→ **Information given**
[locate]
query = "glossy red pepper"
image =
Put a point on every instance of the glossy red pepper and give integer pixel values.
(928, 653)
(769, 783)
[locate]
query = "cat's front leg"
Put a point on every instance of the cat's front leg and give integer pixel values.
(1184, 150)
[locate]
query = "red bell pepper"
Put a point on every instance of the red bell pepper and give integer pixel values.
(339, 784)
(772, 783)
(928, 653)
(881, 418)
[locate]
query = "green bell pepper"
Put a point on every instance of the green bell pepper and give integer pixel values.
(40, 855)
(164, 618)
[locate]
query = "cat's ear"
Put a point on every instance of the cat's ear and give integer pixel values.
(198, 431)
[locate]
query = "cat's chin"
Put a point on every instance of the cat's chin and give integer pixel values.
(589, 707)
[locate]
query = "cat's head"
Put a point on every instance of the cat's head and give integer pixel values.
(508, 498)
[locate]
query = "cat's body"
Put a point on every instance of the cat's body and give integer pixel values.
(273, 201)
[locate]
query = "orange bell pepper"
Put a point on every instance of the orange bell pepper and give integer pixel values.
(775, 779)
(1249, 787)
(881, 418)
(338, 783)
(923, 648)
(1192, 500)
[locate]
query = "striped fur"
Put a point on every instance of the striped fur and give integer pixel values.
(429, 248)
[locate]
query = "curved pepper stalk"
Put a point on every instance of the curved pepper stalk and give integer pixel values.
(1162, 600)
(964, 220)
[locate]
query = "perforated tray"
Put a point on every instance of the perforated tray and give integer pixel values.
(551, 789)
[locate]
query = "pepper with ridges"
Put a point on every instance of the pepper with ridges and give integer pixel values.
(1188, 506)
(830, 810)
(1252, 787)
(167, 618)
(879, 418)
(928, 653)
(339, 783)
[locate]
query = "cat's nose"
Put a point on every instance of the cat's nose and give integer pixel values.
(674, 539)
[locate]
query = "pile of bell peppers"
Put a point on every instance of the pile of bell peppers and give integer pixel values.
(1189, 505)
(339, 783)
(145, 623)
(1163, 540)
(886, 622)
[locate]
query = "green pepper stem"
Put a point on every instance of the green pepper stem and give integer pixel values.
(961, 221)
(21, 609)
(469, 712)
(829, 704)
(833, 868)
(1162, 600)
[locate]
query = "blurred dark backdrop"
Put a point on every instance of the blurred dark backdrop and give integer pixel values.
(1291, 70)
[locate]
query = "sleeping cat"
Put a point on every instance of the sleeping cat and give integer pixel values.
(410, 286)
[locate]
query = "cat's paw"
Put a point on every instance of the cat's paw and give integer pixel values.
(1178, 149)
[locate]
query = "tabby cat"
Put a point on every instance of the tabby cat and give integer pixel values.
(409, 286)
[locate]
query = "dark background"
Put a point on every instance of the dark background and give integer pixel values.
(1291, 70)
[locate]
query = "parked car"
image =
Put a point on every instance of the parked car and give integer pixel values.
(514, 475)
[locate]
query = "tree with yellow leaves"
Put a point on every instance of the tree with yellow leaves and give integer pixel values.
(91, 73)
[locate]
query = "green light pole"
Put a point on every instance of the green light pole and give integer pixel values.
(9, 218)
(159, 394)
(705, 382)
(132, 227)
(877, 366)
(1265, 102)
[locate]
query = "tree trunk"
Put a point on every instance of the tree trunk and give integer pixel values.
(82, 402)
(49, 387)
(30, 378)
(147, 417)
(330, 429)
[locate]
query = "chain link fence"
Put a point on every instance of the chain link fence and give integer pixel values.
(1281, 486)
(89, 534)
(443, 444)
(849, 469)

→ **What you are asked to do**
Select each line of the data above that contains the string "orange", treating uppercase and lowercase letters as different.

→ **Complete output**
query = "orange bell pepper"
Put a point on every instance of the orange bell pepper and give integer pixel values.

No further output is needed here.